··· Exercise data ···
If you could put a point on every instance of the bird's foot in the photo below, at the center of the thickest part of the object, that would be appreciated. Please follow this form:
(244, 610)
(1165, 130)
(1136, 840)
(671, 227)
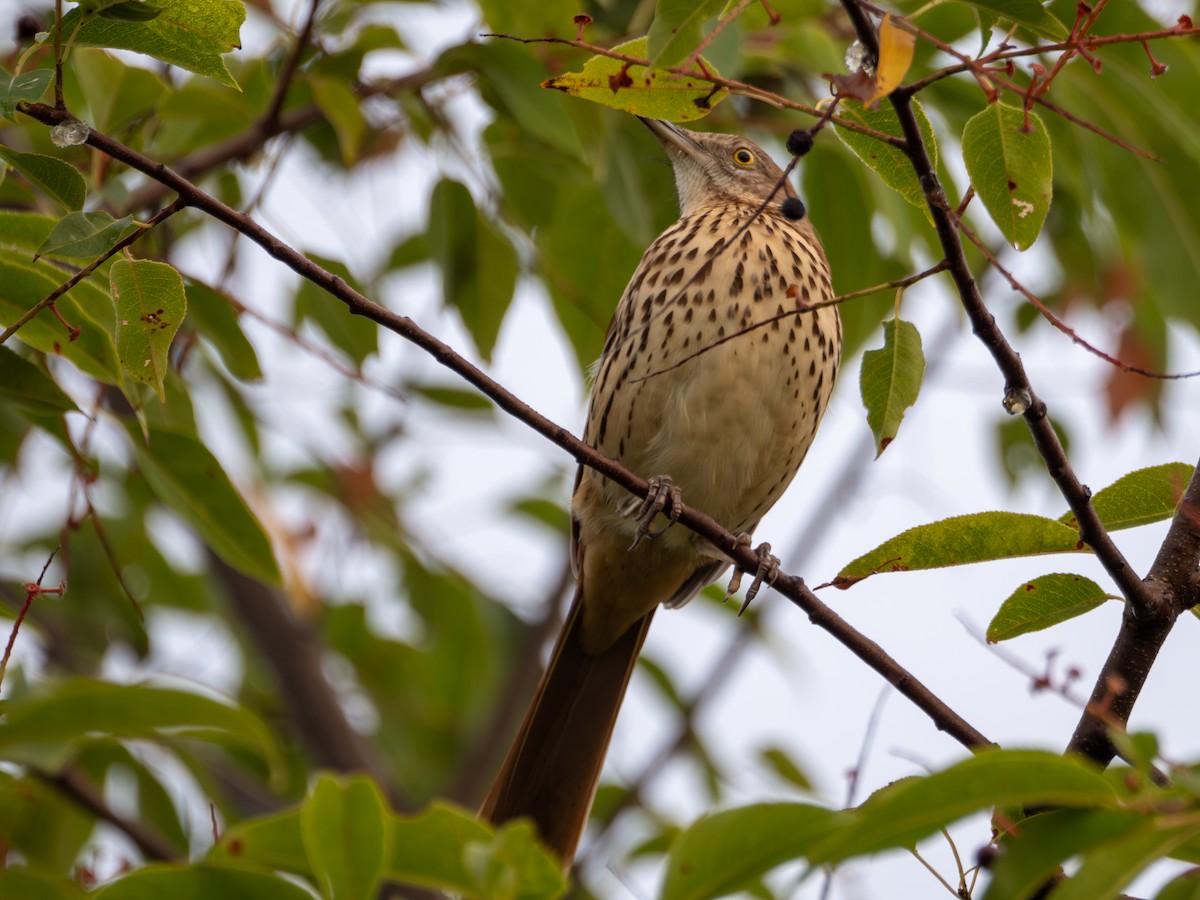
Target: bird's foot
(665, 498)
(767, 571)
···
- [Activity]: Copy all the data exactly as written, but skip any picture.

- [Exercise result]:
If you could put a point on every instance of the bird's foot in the photo below, at the center of the thickest part of the object, that would be appreciated. Please follow this form:
(244, 610)
(1165, 130)
(1136, 840)
(671, 227)
Target: bird's foot
(665, 498)
(767, 571)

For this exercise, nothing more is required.